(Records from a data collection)
=== Section Start ===
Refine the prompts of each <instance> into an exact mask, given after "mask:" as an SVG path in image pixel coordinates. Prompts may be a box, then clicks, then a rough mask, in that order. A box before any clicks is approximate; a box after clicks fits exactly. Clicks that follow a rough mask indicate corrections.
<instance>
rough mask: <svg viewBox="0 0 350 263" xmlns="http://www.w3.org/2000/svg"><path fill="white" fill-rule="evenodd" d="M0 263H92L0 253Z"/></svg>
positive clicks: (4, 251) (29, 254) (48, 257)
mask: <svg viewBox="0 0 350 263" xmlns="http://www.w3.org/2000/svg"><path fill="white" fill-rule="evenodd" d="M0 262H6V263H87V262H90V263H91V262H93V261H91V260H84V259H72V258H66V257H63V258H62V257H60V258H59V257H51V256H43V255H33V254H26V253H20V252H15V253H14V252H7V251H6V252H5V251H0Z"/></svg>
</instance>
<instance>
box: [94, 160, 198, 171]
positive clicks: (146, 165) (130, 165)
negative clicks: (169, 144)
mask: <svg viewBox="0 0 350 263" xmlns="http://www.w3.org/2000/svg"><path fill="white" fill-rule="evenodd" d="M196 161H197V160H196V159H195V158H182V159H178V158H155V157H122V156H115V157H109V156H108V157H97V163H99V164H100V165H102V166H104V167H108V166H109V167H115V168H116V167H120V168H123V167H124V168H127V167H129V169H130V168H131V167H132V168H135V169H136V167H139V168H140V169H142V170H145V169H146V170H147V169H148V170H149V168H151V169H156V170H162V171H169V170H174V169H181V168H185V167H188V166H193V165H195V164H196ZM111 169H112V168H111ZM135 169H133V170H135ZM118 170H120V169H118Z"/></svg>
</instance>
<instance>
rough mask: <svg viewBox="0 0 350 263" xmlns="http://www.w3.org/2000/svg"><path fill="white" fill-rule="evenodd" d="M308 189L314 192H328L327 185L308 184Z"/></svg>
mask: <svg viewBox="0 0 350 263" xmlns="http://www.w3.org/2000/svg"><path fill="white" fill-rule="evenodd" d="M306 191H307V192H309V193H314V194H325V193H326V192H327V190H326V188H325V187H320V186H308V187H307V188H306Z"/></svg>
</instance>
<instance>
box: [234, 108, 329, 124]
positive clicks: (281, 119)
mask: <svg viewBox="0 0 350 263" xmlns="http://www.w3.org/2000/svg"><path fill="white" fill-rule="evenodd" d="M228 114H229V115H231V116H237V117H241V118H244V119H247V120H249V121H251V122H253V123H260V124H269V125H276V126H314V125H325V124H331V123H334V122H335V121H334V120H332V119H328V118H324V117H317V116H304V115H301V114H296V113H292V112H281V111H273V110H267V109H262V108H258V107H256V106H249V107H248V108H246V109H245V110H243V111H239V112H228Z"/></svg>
=== Section End ===
Give all of the entries again, word for word.

ANSWER SECTION =>
Refine the prompts of each <instance> into an exact mask, given after "mask:" as an SVG path in image pixel coordinates. Prompts may be a box, then clicks, then a rough mask, in that order. A box before any clicks is approximate; a box after clicks fits exactly. Clicks that follow a rough mask indicate corrections.
<instance>
rough mask: <svg viewBox="0 0 350 263" xmlns="http://www.w3.org/2000/svg"><path fill="white" fill-rule="evenodd" d="M0 263H92L0 253Z"/></svg>
positive clicks: (4, 251) (29, 254) (48, 257)
mask: <svg viewBox="0 0 350 263" xmlns="http://www.w3.org/2000/svg"><path fill="white" fill-rule="evenodd" d="M0 262H6V263H87V262H90V263H91V262H93V261H91V260H84V259H72V258H66V257H63V258H62V257H60V258H59V257H51V256H43V255H33V254H26V253H20V252H15V253H14V252H7V251H6V252H5V251H0Z"/></svg>
</instance>
<instance>
box: [94, 160, 198, 171]
positive clicks: (146, 165) (130, 165)
negative clicks: (169, 144)
mask: <svg viewBox="0 0 350 263" xmlns="http://www.w3.org/2000/svg"><path fill="white" fill-rule="evenodd" d="M196 161H197V160H196V159H195V158H182V159H178V158H155V157H122V156H115V157H109V156H108V157H97V163H99V164H100V165H102V166H104V167H108V166H109V167H115V168H116V167H120V168H123V167H124V168H127V167H129V169H130V168H131V167H132V168H135V169H136V167H139V168H140V169H142V170H145V169H146V170H147V169H148V170H149V168H151V169H156V170H162V171H169V170H174V169H181V168H185V167H188V166H193V165H195V164H196ZM111 169H112V168H111ZM135 169H133V170H135ZM118 170H120V169H118Z"/></svg>
</instance>
<instance>
rough mask: <svg viewBox="0 0 350 263" xmlns="http://www.w3.org/2000/svg"><path fill="white" fill-rule="evenodd" d="M308 189L314 192H328L327 185L308 184Z"/></svg>
mask: <svg viewBox="0 0 350 263" xmlns="http://www.w3.org/2000/svg"><path fill="white" fill-rule="evenodd" d="M306 191H307V192H309V193H314V194H325V193H326V192H327V190H326V188H325V187H320V186H308V187H307V188H306Z"/></svg>
</instance>
<instance>
box: [234, 108, 329, 124]
positive clicks: (281, 119)
mask: <svg viewBox="0 0 350 263" xmlns="http://www.w3.org/2000/svg"><path fill="white" fill-rule="evenodd" d="M228 114H229V115H231V116H237V117H241V118H244V119H247V120H249V121H251V122H253V123H260V124H269V125H276V126H314V125H325V124H331V123H334V122H335V121H334V120H332V119H328V118H324V117H317V116H304V115H301V114H296V113H292V112H281V111H273V110H267V109H262V108H258V107H256V106H249V107H248V108H246V109H245V110H243V111H239V112H228Z"/></svg>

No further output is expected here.